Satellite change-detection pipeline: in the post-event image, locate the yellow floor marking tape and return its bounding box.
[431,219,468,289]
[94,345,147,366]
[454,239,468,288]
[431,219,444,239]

+++

## WHAT THE TASK REQUIRES:
Reproduce the material above verbatim, line by line, leaving nothing out.

## SOLUTION FOR THIS EXERCISE:
Satellite change-detection pipeline: in the post-event image, locate the yellow floor marking tape and return its bounding box.
[431,219,468,289]
[94,345,147,366]
[454,239,468,288]
[431,219,444,239]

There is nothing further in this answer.